Pointing and labeling entries

>>>

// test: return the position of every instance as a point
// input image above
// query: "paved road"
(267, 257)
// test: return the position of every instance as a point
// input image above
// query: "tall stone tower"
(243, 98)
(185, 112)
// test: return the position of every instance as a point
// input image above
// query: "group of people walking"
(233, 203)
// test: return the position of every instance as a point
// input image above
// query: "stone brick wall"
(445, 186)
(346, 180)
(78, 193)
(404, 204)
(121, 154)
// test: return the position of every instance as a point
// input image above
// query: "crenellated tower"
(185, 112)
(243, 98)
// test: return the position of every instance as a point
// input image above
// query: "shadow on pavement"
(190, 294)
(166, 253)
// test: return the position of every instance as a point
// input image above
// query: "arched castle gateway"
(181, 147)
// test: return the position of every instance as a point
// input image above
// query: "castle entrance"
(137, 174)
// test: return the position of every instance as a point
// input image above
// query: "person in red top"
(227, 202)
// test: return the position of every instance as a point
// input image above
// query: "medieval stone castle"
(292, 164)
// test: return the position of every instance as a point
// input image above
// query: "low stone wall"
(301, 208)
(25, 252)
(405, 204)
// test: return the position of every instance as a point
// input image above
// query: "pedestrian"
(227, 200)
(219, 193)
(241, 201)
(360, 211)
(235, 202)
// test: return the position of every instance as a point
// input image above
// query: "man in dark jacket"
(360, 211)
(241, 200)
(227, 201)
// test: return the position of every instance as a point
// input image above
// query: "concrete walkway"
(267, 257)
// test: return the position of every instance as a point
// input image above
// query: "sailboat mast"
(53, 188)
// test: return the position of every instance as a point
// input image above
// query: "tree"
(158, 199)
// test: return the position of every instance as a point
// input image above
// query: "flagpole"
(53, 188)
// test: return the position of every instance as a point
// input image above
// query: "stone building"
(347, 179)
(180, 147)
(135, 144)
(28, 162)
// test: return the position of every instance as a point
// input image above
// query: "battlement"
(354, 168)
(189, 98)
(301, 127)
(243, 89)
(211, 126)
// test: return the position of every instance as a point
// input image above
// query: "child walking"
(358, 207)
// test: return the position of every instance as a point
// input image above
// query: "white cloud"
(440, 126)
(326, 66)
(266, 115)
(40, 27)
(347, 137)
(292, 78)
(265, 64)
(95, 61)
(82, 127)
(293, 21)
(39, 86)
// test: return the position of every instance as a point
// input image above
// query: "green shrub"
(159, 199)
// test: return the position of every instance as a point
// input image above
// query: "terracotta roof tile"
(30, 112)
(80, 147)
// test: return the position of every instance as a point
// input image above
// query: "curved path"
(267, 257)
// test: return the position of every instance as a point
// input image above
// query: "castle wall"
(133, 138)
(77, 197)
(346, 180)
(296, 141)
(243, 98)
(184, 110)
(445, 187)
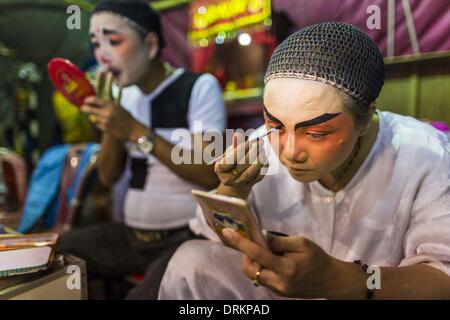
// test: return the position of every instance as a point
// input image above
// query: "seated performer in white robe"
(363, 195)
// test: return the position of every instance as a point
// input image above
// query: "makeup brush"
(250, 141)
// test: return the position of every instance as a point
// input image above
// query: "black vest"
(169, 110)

<<<
>>>

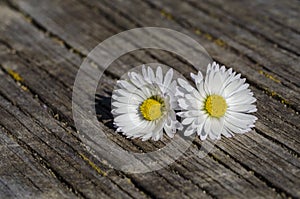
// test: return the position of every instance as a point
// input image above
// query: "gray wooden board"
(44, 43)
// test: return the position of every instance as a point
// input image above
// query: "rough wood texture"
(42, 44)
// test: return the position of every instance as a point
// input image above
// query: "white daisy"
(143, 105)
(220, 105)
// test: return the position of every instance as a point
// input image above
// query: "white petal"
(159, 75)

<<<
>>>

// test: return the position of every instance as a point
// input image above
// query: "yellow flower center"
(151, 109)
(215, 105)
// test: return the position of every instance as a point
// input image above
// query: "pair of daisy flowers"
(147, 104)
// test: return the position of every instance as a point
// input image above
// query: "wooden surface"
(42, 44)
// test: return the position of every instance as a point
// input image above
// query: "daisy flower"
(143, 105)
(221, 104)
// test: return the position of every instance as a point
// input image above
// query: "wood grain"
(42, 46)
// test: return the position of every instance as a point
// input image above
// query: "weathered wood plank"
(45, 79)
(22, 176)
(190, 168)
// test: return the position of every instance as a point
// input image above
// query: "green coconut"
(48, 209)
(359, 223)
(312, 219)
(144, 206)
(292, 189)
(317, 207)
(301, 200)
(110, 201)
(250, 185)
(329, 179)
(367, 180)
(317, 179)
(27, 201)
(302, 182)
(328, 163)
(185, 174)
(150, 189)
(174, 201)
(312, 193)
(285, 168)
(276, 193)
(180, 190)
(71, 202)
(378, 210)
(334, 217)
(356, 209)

<<<

Count the lines of the records that contain the string "stone". Reply with the number alone.

5